__DESCRIPTION OF THE TASK__
Print the material below word for word, from the line containing "leg in the photo above." through the line containing "x=217, y=212", both included, and nothing else.

__ENTRIES PROVIDED__

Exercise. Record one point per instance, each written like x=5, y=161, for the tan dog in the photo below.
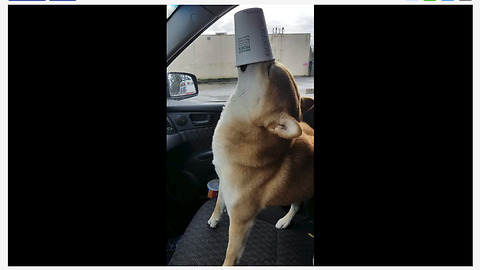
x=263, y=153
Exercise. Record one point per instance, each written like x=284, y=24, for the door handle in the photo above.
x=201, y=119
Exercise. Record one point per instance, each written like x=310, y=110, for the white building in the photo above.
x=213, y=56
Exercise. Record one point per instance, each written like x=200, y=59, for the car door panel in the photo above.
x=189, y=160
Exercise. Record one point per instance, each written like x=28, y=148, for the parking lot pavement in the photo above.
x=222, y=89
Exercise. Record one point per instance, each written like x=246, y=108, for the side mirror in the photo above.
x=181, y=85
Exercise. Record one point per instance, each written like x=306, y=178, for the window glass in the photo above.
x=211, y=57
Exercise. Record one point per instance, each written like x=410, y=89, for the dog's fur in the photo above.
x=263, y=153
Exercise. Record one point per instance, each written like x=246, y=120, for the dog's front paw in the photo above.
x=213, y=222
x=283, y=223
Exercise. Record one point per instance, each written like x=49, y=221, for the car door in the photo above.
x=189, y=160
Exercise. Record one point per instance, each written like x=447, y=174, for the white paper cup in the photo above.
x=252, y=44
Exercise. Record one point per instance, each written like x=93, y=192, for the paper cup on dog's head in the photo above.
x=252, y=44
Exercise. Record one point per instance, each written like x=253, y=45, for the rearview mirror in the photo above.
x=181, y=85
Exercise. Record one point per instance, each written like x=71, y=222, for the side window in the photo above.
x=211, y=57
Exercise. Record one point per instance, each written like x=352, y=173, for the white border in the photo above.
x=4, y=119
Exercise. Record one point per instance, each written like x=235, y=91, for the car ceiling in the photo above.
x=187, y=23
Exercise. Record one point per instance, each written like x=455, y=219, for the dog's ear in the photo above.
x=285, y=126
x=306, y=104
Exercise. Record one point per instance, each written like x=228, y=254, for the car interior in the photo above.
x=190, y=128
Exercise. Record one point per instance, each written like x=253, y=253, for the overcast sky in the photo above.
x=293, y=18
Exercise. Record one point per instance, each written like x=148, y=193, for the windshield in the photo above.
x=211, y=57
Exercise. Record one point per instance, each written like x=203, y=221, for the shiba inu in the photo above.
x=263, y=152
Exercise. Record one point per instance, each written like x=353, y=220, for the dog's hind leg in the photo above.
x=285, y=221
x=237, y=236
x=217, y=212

==

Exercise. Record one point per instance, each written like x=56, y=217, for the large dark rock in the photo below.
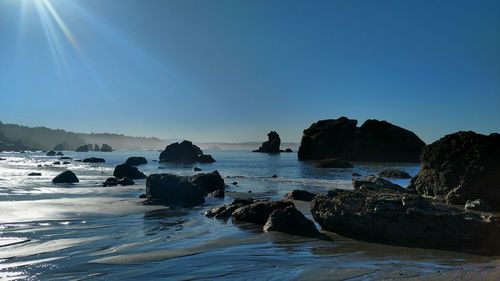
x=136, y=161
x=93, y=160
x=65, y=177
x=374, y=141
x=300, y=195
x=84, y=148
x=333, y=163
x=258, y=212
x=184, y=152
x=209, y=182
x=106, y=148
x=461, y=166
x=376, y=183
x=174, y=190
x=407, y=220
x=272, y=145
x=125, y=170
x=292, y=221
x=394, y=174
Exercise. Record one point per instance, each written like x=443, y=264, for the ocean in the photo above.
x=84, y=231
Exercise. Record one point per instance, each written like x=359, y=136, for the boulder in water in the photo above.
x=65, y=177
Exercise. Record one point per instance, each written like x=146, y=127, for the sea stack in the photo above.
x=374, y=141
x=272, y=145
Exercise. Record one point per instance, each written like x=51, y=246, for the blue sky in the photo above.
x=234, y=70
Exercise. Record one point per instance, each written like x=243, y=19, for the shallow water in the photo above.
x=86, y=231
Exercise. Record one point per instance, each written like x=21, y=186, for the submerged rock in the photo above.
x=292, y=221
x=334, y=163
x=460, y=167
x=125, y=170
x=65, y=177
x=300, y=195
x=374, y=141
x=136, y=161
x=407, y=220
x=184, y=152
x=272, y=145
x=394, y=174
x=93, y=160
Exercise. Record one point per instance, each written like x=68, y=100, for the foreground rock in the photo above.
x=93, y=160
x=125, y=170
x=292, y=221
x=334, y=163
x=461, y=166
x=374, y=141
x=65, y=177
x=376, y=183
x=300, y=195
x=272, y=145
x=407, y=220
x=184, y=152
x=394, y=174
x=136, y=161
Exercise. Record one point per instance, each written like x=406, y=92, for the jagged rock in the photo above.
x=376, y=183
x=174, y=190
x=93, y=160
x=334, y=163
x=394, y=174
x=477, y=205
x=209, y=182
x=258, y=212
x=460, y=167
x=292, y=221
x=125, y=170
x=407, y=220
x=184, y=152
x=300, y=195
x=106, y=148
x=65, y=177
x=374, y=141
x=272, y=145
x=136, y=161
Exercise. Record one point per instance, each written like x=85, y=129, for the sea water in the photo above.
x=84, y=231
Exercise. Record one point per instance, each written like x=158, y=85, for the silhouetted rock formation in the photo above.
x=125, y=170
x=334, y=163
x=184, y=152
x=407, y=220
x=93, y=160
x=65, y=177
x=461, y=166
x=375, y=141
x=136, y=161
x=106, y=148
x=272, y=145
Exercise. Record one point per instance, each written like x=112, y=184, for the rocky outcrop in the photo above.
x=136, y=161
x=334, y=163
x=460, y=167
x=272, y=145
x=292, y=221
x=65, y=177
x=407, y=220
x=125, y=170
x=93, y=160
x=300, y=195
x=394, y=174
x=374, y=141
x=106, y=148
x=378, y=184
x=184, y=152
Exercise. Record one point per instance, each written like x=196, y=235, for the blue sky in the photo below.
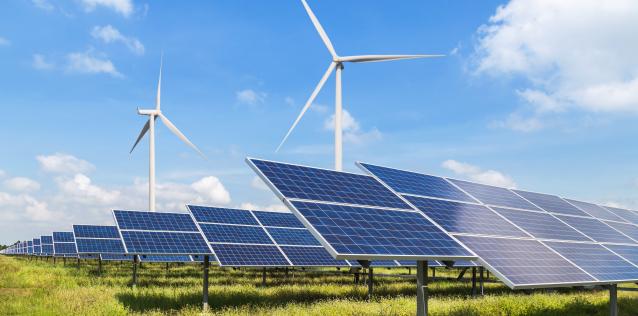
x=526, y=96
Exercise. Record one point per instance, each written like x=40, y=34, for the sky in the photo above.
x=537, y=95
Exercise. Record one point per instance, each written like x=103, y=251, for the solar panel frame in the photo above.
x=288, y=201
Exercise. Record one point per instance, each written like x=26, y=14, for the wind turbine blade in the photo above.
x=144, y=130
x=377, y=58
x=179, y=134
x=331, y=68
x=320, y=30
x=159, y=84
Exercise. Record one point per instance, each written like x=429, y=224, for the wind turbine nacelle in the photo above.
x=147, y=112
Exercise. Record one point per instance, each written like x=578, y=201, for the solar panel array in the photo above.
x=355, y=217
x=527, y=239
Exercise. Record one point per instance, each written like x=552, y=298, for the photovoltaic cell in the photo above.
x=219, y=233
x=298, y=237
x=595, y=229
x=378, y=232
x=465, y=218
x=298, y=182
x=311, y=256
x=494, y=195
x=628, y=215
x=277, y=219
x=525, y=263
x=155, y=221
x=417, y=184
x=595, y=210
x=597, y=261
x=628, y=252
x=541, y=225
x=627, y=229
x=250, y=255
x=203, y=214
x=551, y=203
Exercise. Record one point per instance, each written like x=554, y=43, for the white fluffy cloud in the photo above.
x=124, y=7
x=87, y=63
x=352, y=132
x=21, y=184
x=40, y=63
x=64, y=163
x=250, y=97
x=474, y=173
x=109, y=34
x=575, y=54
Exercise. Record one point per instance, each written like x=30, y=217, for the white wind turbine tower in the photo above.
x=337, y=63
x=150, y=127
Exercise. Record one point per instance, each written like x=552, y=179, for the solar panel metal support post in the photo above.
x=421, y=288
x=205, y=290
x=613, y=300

__RESPONSE__
Exercise. Record one point per instance, each written like x=353, y=220, for the dog's hind leg in the photo above.
x=285, y=221
x=237, y=236
x=217, y=212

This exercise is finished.